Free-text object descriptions
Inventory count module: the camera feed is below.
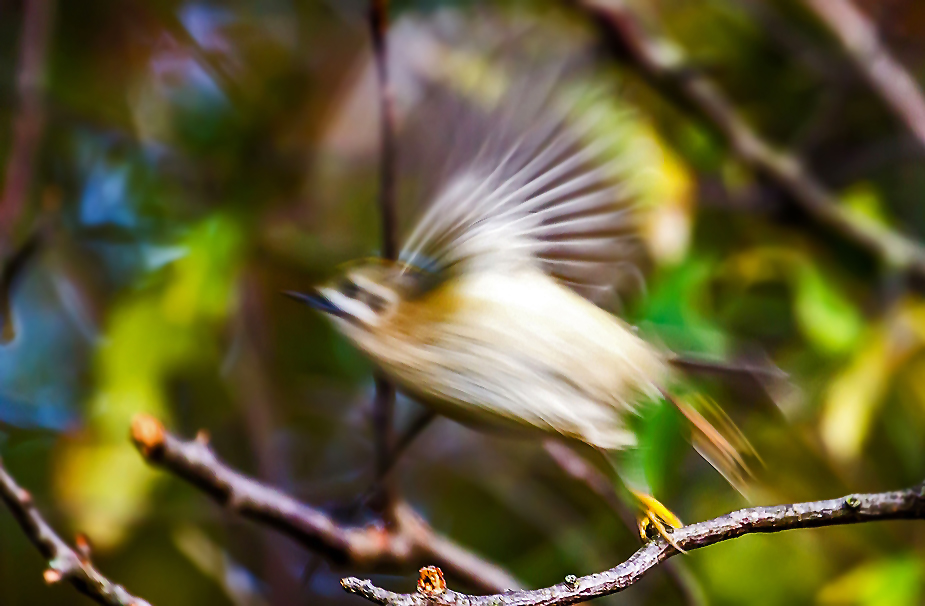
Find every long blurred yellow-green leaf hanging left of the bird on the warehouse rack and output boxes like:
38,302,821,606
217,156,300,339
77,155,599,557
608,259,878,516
56,217,240,548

◆ YOUR GOAL ◆
Each line from the one that contains "38,302,821,606" through the end of the records must be repeated exactly. No other line belongs in the answer.

◆ REPLY ◆
38,302,821,606
217,156,300,339
77,155,599,557
608,259,878,516
56,217,240,548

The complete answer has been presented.